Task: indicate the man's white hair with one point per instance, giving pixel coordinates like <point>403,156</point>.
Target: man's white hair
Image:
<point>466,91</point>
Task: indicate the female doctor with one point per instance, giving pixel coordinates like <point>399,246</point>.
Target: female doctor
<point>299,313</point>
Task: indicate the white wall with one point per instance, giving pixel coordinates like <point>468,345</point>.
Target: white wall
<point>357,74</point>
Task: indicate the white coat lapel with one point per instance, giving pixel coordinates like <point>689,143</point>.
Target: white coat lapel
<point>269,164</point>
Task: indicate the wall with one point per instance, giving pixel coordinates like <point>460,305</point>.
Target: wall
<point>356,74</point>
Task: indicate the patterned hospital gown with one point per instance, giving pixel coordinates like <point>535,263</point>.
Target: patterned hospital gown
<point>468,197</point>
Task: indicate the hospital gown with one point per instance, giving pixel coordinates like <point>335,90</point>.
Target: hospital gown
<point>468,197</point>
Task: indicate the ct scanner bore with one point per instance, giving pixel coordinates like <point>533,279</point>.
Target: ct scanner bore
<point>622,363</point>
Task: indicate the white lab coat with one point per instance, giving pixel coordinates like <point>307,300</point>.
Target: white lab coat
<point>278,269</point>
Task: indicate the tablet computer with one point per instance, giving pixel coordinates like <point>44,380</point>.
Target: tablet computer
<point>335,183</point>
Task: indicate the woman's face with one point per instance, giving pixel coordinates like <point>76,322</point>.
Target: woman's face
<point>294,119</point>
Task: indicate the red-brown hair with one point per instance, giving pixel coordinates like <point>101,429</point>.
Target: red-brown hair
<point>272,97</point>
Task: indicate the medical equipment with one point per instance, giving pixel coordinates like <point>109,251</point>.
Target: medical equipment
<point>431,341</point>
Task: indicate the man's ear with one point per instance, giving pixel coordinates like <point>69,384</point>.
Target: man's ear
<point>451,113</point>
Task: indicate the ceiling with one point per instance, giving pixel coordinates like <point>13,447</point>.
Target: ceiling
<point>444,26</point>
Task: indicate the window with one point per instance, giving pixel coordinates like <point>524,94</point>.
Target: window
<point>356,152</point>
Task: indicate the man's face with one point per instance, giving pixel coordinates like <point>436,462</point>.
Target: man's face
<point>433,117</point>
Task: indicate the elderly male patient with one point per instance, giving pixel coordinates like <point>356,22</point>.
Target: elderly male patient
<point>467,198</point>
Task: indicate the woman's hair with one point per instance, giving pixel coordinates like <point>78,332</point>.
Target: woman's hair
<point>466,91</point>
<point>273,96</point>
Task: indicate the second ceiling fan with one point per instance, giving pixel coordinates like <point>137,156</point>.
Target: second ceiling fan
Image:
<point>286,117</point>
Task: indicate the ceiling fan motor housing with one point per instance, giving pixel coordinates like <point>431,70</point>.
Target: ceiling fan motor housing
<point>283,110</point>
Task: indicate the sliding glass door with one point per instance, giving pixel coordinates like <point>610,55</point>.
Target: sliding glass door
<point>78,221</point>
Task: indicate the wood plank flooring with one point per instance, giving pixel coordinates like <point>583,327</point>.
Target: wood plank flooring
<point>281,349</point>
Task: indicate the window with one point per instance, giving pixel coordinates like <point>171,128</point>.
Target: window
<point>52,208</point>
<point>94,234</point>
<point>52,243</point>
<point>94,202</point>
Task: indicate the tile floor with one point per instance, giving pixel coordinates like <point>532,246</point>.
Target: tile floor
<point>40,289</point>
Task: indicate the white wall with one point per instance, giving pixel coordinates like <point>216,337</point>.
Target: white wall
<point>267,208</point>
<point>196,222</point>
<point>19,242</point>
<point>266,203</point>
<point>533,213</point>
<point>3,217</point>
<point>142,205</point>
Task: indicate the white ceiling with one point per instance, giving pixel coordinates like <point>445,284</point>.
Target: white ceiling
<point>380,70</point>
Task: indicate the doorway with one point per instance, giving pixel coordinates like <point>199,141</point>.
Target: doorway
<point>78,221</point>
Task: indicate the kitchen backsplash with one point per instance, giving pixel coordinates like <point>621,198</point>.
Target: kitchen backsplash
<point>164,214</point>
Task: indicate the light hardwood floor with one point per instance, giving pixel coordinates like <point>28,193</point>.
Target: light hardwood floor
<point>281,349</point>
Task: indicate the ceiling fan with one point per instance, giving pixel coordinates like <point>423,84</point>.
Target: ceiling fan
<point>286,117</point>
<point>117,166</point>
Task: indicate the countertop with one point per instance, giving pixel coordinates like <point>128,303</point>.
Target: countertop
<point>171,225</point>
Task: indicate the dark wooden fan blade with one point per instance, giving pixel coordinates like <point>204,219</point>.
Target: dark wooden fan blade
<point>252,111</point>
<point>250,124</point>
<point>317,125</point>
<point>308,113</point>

§ §

■ Prompt: Emit the full listing verbatim.

■ Full solution:
Task: indicate the man's white hair with one point per instance, giving pixel coordinates like <point>403,156</point>.
Target: man's white hair
Image:
<point>466,91</point>
Task: indicate the female doctor with one point per instance, giving pixel coordinates like <point>399,246</point>.
Target: female doctor
<point>299,313</point>
Task: indicate the white wall with one point per instance, giving pixel coordinates like <point>468,345</point>.
Target: white wall
<point>357,74</point>
Task: indicate the white coat lapel with one point per instance, giving pixel coordinates like <point>689,143</point>.
Target: white coat lapel
<point>269,164</point>
Task: indicate the wall with one point per instance, giving pixel coordinates like <point>460,305</point>.
Target: wall
<point>356,74</point>
Task: indicate the patterned hospital gown with one point per instance, giving pixel coordinates like <point>535,263</point>.
Target: patterned hospital gown
<point>468,197</point>
Task: indicate the hospital gown with one point per instance, giving pixel coordinates like <point>335,90</point>.
Target: hospital gown
<point>468,197</point>
Task: indicate the ct scanner bore with one point per instance, giving pixel coordinates like <point>533,279</point>.
Target: ct scanner bore
<point>622,363</point>
Task: indicate the white lab coat with one point per instance, giving pixel coordinates like <point>307,300</point>.
Target: white lab coat
<point>278,269</point>
Task: indicate the tablet computer with one point per instance, giving pixel coordinates like <point>44,380</point>.
Target: tablet computer
<point>335,183</point>
Task: indicate the woman's face with one point per instance, giving pixel coordinates like <point>76,322</point>.
Target: woman's face
<point>294,119</point>
Task: indicate the red-brown hair with one point per instance, giving pixel coordinates like <point>101,429</point>.
Target: red-brown hair
<point>272,97</point>
Task: indicate the medical equipment with one point per instance, giving pixel coordinates like <point>109,251</point>.
Target: medical equipment
<point>431,341</point>
Task: indicate the man's ear with one point per instance, giving pixel coordinates like <point>69,384</point>.
Target: man's ear
<point>451,113</point>
Task: indicate the ceiling with one point per instance, giving pixel coordinates like <point>13,447</point>.
Target: ceiling
<point>444,26</point>
Task: indicate the window with one point per instance, giving pixel coordinates like <point>524,94</point>.
Target: window
<point>356,152</point>
Task: indicate the man's face with one point per instance, giving pixel coordinates like <point>436,462</point>.
Target: man's face
<point>433,117</point>
Task: indicate the elderly male patient with one point per instance, giving pixel coordinates like <point>356,22</point>.
Target: elderly male patient
<point>467,198</point>
Task: indicate the woman's hair with one point per instance, giving pixel coordinates like <point>78,332</point>.
Target: woman's hair
<point>466,91</point>
<point>273,96</point>
Task: indicate the second ceiling fan with one point per instance, giving pixel coordinates like <point>137,156</point>.
Target: second ceiling fan
Image:
<point>286,117</point>
Task: indicate the ceiling fan motor housing with one point per instance, giving pixel coordinates like <point>431,70</point>.
Target: ceiling fan motor housing
<point>283,110</point>
Task: indicate the sliding glass door with one point per instance, giving pixel coordinates like <point>610,55</point>.
Target: sliding glass door
<point>78,221</point>
Task: indicate the wood plank flooring with one point per instance, giving pixel coordinates like <point>583,327</point>.
Target: wood plank flooring
<point>281,349</point>
Task: indicate the window with one point per instance, giving pixel coordinates like <point>171,128</point>.
Target: window
<point>52,208</point>
<point>94,234</point>
<point>52,243</point>
<point>94,202</point>
Task: indicate the tile floor with one point per instance, giving pixel coordinates like <point>532,246</point>.
Target: tile floor
<point>40,289</point>
Task: indicate the white wall with one point per instance, giving pixel coordinates like <point>216,337</point>.
Target: white wall
<point>267,208</point>
<point>196,222</point>
<point>19,242</point>
<point>266,203</point>
<point>533,213</point>
<point>3,217</point>
<point>142,205</point>
Task: indicate the white ceiling with one point per instance, giving pixel coordinates like <point>445,284</point>.
Target: white ceiling
<point>380,70</point>
Task: indicate the doorway with one point per instance, giving pixel coordinates like <point>199,141</point>.
Target: doorway
<point>78,221</point>
Task: indicate the kitchen backsplash with one point per instance, giving pixel coordinates like <point>621,198</point>.
Target: kitchen backsplash
<point>164,214</point>
Task: indicate the light hardwood floor with one point per instance, giving pixel coordinates like <point>28,193</point>.
Target: light hardwood floor
<point>281,349</point>
Task: indicate the ceiling fan with one point per instance, giving pixel coordinates like <point>423,84</point>.
Target: ceiling fan
<point>286,117</point>
<point>117,166</point>
Task: indicate the countertop with one point per instance, giving pixel coordinates like <point>128,303</point>.
Target: countertop
<point>171,225</point>
Task: indicate the dark wooden fan blade with one point per instance, giving pixel coordinates like <point>204,219</point>.
Target: dark wooden fan blade
<point>252,111</point>
<point>250,124</point>
<point>317,125</point>
<point>308,113</point>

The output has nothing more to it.